Goal of the exercise: Reproduce the entries between the line holding "Exercise. Tag the flat" and the line holding "(1023, 217)", inclusive, with the requests left as they are. Offset every pixel coordinate in the answers by adding 9 to each of its two numbers, and leave the numbers in the requests unchanged.

------------------------------------

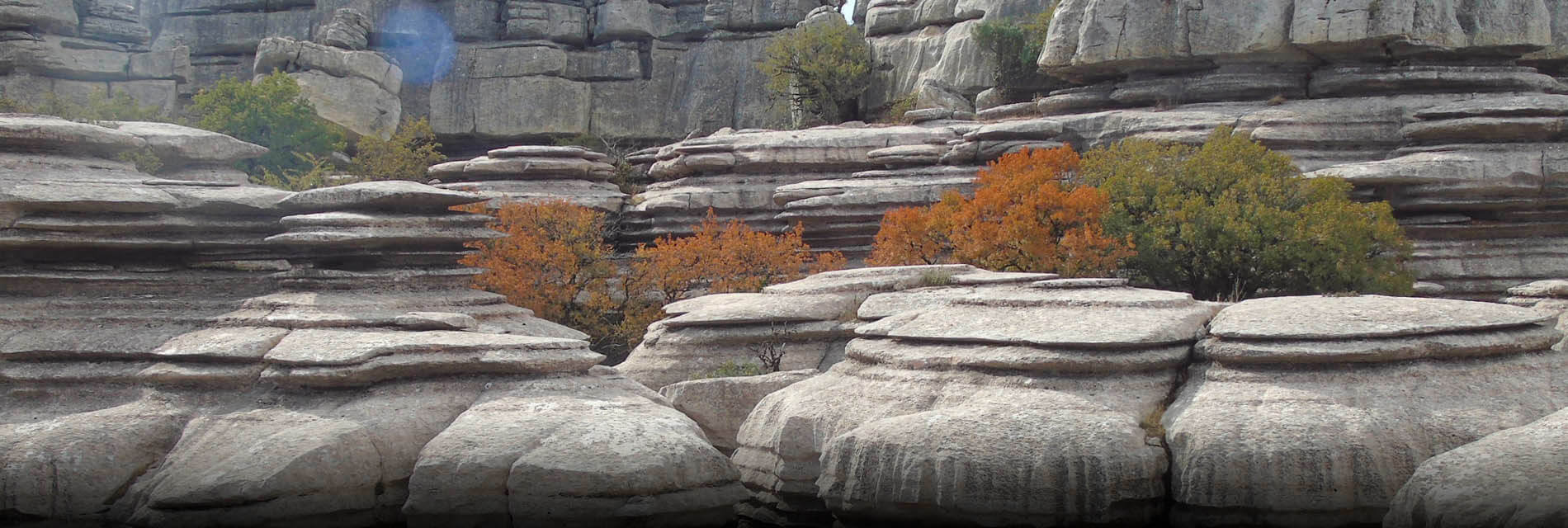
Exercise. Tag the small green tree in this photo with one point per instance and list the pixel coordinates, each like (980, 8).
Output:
(1013, 46)
(1231, 219)
(270, 113)
(405, 157)
(822, 69)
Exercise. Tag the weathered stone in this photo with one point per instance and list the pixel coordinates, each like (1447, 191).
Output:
(1507, 478)
(720, 404)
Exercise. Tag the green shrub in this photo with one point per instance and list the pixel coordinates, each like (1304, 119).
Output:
(1013, 46)
(820, 69)
(273, 115)
(731, 369)
(295, 179)
(411, 151)
(1231, 219)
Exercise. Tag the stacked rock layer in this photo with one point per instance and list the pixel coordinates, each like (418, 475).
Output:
(1315, 411)
(82, 49)
(1510, 478)
(533, 174)
(923, 420)
(201, 355)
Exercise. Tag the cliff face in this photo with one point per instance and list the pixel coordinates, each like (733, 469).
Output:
(78, 49)
(486, 71)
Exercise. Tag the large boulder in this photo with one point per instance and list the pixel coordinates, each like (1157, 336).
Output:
(214, 355)
(942, 381)
(1317, 409)
(1509, 478)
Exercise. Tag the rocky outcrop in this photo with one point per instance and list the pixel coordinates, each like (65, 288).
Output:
(773, 179)
(203, 353)
(480, 68)
(806, 322)
(721, 404)
(536, 172)
(191, 154)
(1317, 409)
(927, 49)
(921, 422)
(357, 90)
(82, 49)
(1509, 478)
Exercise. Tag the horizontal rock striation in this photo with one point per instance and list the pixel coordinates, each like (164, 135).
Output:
(808, 322)
(1509, 478)
(352, 88)
(921, 422)
(480, 69)
(536, 172)
(200, 355)
(82, 49)
(1315, 411)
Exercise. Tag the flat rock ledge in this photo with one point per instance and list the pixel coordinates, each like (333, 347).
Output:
(184, 355)
(1510, 478)
(940, 386)
(1316, 409)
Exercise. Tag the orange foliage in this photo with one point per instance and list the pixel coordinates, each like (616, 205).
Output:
(1021, 218)
(552, 252)
(554, 262)
(728, 257)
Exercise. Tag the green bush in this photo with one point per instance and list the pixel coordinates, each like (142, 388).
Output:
(411, 151)
(1013, 46)
(1231, 219)
(313, 176)
(268, 113)
(822, 69)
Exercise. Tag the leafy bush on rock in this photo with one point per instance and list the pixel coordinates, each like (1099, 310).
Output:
(1233, 219)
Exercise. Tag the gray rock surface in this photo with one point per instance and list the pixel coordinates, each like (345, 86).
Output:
(1317, 411)
(201, 355)
(897, 430)
(721, 404)
(536, 174)
(1509, 478)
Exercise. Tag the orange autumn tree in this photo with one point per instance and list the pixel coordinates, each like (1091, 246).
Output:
(552, 254)
(554, 262)
(1023, 217)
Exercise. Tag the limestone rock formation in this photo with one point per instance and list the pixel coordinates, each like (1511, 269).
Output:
(357, 90)
(83, 49)
(191, 154)
(536, 172)
(927, 47)
(773, 179)
(204, 353)
(1509, 478)
(808, 322)
(1317, 409)
(721, 404)
(491, 73)
(996, 400)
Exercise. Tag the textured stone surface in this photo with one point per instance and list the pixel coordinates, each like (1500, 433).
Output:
(720, 404)
(195, 355)
(1333, 409)
(895, 431)
(1509, 478)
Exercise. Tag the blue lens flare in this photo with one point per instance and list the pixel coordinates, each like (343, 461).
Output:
(421, 41)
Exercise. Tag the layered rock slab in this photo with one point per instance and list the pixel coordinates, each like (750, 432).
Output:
(1315, 411)
(924, 404)
(201, 355)
(1507, 478)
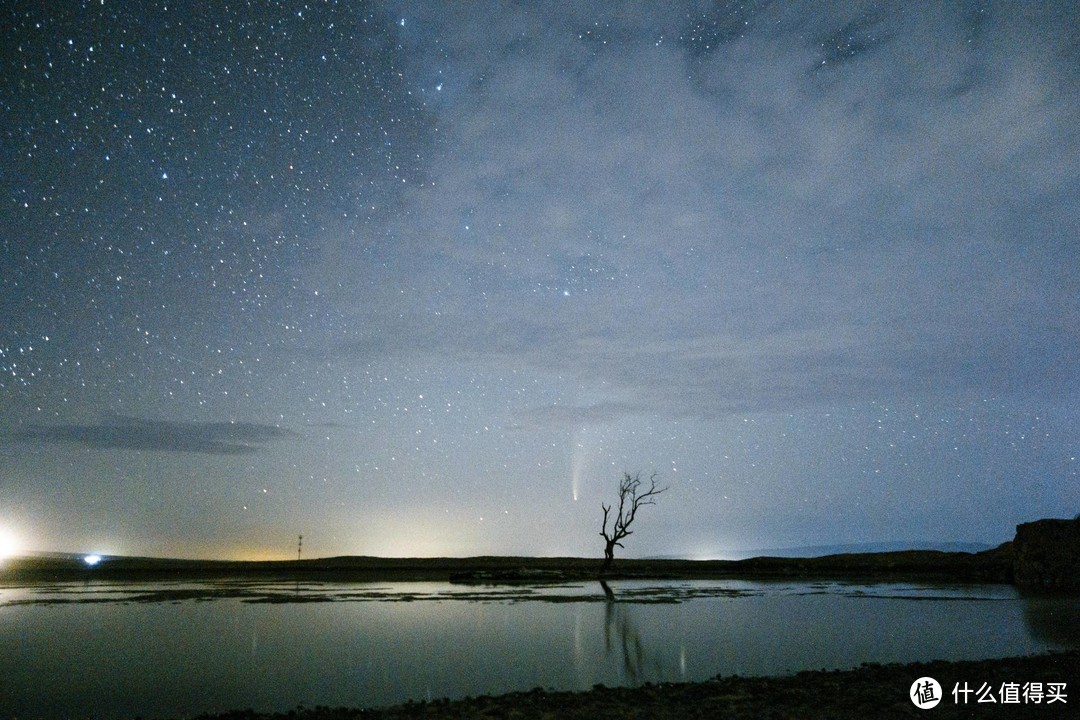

------------------------------------

Full answer:
Exercise. Tag the flat rock ledge in this photo with one point per instance and list the pixel coordinates, each like (333, 347).
Output:
(193, 364)
(1519, 487)
(949, 395)
(1325, 418)
Exercise. Tag the orange foliage in this photo with one point per instance and list the pixel coordinates, each like (616, 205).
Output:
(1030, 227)
(561, 261)
(563, 271)
(737, 266)
Exercise. Tag the green bush in this photo with one point per instance and list the pixel coordinates, each like (142, 388).
Output:
(420, 160)
(1022, 55)
(1240, 228)
(322, 185)
(277, 122)
(831, 78)
Exercise. Tag the leafy bush on rock in this photo with one point per instance and list the pixel coordinates, each like (1099, 310).
Output:
(1242, 228)
Exercise. Tag the gray rock surface in this photo with one point per instance and list the pixel coordinates, each like (345, 86).
Output:
(1326, 420)
(210, 364)
(906, 439)
(730, 413)
(545, 183)
(1518, 487)
Exercise. Tag the orange autumn tree in this photo with one point per instance and list the pixel coordinates, each like (1091, 246).
Output:
(561, 263)
(563, 271)
(1032, 226)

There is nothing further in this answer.